— Begin Data supplied —
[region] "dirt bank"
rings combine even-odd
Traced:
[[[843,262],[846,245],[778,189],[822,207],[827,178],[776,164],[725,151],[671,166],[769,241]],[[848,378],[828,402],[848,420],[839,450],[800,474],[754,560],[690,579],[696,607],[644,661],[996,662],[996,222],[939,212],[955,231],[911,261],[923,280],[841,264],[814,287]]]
— End Data supplied —
— Begin Data supplied —
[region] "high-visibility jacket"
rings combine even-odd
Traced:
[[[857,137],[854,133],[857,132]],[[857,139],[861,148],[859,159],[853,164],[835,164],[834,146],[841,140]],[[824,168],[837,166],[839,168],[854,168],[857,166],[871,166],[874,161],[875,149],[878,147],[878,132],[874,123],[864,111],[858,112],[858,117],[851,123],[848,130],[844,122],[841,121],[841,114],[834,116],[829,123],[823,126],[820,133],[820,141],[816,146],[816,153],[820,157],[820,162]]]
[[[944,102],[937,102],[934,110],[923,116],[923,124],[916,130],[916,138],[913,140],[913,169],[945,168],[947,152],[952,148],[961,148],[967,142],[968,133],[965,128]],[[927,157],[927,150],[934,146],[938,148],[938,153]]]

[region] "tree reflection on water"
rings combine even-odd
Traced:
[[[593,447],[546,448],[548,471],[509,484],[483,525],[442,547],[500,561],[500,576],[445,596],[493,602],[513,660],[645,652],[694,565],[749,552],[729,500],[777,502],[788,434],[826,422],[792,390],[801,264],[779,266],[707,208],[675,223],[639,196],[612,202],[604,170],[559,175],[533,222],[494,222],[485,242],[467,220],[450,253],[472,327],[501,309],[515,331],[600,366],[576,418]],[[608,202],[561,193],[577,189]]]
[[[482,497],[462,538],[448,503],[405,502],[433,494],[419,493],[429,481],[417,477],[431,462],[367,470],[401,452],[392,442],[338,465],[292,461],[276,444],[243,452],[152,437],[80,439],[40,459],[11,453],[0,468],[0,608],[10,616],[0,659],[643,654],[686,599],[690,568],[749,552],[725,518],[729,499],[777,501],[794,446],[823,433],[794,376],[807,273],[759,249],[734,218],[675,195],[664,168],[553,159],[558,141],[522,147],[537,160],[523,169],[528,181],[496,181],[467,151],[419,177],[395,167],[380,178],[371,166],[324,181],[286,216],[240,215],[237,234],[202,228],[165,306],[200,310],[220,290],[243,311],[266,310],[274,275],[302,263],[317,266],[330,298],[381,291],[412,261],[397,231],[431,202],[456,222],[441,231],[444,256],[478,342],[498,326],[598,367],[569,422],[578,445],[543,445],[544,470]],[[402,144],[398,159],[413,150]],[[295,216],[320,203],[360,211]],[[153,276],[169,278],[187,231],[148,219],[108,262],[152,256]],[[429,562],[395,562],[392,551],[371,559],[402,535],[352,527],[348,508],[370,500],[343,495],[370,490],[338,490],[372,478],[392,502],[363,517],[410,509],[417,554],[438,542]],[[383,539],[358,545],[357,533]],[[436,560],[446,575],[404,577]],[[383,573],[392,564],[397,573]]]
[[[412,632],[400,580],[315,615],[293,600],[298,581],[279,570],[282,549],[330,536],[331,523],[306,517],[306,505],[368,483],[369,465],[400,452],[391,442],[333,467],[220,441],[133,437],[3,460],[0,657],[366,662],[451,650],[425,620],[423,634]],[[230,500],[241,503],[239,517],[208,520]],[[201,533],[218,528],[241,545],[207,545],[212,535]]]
— End Data supplied —
— Begin Data supplied —
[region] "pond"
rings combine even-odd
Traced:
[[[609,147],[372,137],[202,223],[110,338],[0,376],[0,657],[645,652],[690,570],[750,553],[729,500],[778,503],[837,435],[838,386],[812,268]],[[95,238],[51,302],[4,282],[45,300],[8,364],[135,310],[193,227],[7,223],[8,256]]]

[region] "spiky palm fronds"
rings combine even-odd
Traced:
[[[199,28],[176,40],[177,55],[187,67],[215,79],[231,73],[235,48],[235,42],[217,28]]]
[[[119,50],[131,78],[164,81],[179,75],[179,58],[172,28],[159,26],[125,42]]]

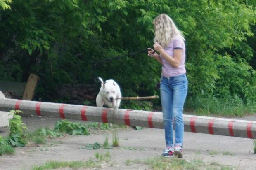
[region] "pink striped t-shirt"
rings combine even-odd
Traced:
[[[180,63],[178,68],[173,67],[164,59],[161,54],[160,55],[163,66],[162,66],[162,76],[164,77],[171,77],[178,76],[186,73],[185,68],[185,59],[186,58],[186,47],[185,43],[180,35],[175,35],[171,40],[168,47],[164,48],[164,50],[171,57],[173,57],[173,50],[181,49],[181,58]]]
— End Data supplied —
Stated goal: Please show every line of the data above that contains the word "region", copied in full.

Exercise solution:
[region] "dirt bank"
[region] "high-visibility jacket"
[region] "tree reflection on water"
[region] "pond"
[region] "spiky palm fronds"
[region] "pink striped t-shirt"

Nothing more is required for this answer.